----- Task material -----

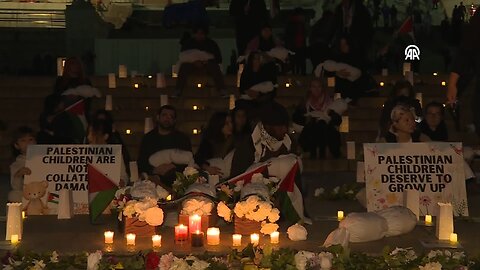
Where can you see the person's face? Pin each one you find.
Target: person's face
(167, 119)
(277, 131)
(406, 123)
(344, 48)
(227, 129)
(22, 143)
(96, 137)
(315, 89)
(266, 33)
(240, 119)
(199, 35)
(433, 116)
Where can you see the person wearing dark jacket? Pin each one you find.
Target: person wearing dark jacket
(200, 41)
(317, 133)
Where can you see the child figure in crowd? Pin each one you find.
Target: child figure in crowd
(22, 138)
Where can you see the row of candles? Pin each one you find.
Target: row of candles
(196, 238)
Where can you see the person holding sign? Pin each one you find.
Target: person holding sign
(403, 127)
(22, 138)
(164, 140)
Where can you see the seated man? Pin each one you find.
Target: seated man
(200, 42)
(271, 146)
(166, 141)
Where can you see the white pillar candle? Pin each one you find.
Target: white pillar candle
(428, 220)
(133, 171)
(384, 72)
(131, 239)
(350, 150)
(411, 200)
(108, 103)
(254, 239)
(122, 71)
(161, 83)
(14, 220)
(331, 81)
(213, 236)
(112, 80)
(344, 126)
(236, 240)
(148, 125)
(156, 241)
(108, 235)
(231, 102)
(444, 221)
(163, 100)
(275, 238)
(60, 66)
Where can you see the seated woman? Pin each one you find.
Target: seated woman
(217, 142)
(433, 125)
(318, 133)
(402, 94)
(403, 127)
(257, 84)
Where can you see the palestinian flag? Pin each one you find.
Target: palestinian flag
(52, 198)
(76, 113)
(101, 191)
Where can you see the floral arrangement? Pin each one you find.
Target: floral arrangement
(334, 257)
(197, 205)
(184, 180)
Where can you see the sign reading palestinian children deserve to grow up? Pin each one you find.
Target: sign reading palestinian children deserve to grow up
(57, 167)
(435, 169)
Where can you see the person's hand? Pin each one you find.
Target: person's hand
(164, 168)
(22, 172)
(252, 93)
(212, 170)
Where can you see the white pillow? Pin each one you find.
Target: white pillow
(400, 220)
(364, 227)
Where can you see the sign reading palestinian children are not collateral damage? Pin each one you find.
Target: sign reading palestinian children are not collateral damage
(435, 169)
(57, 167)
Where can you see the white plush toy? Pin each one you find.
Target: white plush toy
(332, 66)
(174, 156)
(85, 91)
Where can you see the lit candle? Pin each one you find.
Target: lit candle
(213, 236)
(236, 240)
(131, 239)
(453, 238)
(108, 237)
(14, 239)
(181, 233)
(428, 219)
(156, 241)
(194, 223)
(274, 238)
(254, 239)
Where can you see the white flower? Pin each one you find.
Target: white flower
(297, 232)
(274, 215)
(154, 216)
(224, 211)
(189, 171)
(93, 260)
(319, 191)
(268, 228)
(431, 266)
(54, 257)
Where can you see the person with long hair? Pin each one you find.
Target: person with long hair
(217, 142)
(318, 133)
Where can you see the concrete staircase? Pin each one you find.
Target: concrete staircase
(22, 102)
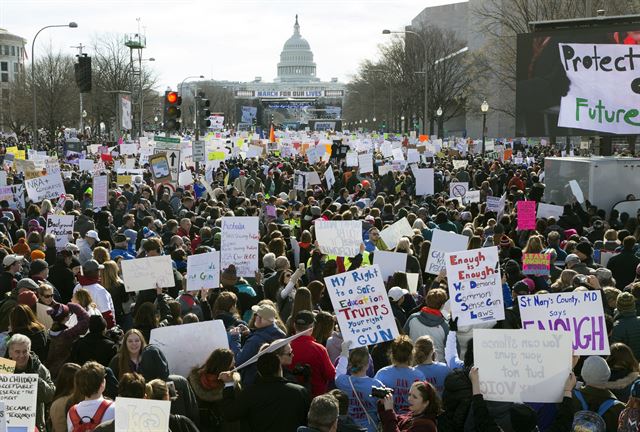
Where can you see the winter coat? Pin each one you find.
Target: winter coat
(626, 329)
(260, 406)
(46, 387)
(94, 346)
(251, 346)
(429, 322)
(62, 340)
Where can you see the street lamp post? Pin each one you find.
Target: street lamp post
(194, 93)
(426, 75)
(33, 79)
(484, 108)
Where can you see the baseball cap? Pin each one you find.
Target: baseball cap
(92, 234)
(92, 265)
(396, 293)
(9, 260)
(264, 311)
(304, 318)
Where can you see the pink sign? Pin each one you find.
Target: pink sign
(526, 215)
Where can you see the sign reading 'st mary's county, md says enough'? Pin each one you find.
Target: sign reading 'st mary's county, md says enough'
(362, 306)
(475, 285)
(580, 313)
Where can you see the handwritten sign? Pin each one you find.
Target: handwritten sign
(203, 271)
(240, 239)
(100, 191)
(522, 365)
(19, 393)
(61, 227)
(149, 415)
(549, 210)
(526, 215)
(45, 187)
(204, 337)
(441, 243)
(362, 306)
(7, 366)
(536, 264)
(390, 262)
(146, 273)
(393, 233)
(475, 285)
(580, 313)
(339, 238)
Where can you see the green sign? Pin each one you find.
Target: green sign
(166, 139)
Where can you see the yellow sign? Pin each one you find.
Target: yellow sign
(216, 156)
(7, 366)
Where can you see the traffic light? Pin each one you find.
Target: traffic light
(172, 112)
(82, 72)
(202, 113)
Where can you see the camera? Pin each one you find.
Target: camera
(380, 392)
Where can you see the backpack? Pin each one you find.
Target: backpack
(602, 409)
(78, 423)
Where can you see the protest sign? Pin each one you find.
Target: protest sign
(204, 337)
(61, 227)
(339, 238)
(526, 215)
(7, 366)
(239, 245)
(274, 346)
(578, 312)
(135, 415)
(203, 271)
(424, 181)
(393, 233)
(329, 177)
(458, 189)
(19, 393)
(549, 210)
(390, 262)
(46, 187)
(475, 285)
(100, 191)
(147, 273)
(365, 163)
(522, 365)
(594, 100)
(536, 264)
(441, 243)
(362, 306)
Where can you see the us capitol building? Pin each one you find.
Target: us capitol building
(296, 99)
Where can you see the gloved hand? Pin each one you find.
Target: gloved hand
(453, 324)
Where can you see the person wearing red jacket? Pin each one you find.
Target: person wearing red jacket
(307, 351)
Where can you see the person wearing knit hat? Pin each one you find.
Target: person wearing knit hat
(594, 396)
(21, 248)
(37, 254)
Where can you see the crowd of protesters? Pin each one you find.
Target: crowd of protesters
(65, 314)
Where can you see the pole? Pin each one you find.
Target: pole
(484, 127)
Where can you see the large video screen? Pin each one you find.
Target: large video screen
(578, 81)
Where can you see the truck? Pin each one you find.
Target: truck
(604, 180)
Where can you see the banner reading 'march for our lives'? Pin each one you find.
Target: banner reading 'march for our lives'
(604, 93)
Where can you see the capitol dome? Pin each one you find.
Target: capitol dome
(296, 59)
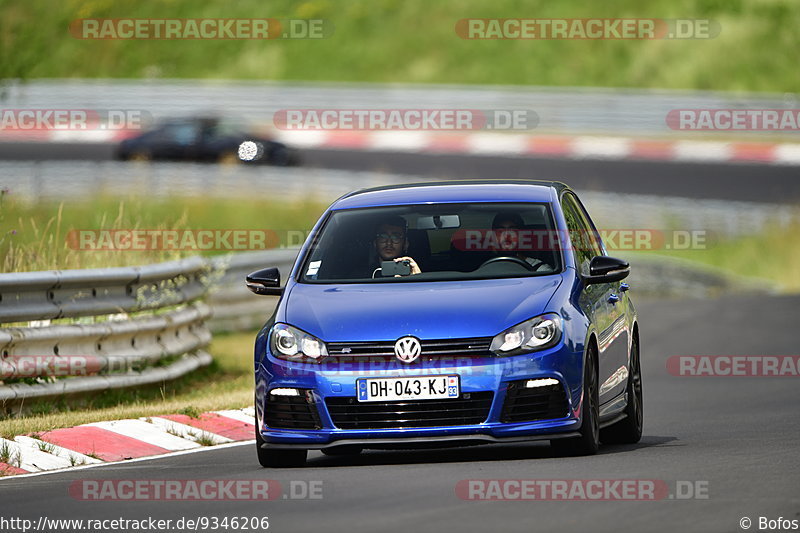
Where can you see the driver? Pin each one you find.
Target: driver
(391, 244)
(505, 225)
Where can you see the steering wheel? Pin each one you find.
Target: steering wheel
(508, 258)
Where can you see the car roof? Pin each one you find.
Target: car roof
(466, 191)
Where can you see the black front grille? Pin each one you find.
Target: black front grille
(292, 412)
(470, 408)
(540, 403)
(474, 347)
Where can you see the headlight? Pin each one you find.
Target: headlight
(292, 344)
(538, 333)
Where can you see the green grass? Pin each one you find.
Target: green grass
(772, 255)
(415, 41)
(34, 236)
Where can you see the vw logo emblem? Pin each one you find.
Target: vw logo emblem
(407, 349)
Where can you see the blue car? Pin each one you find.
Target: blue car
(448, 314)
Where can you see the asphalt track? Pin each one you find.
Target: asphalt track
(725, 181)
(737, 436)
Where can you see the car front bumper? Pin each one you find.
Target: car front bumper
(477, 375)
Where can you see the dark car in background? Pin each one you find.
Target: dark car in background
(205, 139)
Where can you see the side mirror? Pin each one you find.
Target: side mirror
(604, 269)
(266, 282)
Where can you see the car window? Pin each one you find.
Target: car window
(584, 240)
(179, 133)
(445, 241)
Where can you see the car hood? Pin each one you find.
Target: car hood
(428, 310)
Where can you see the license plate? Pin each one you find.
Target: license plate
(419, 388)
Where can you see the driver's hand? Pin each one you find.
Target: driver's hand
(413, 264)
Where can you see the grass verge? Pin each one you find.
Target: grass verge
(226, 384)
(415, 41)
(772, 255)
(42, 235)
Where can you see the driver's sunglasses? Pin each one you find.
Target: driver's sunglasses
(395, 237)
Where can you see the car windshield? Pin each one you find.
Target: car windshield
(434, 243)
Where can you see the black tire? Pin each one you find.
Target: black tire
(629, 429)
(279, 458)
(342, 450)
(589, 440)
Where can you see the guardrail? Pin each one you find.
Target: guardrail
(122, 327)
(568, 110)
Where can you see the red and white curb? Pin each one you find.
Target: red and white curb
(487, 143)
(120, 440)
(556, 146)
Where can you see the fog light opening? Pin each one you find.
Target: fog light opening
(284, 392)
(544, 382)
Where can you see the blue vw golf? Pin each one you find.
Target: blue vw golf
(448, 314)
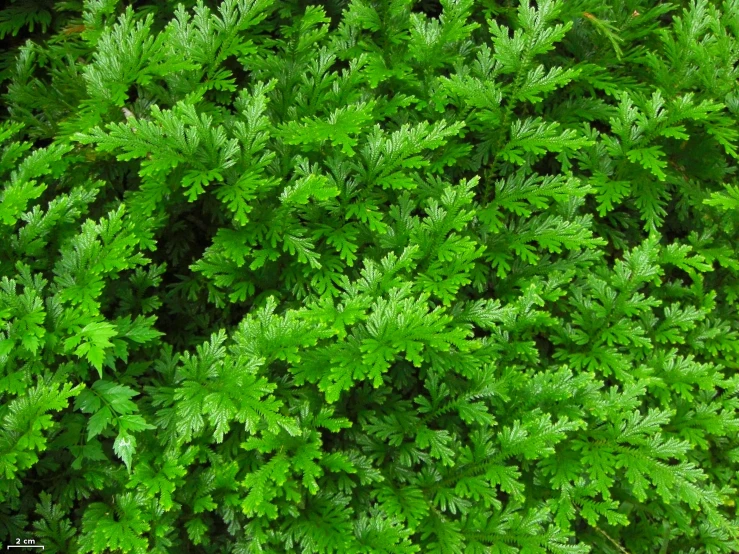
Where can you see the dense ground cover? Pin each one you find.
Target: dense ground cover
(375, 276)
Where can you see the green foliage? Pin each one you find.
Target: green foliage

-----

■ **Description of the task**
Rewrite the stretch from the line containing "Where can you see the green foliage?" through the end of the records as a numbered list, leaving out any blank lines.

■ **Result of this task**
1. Where can you see the green foliage? Pin each one you find.
2. Target: green foliage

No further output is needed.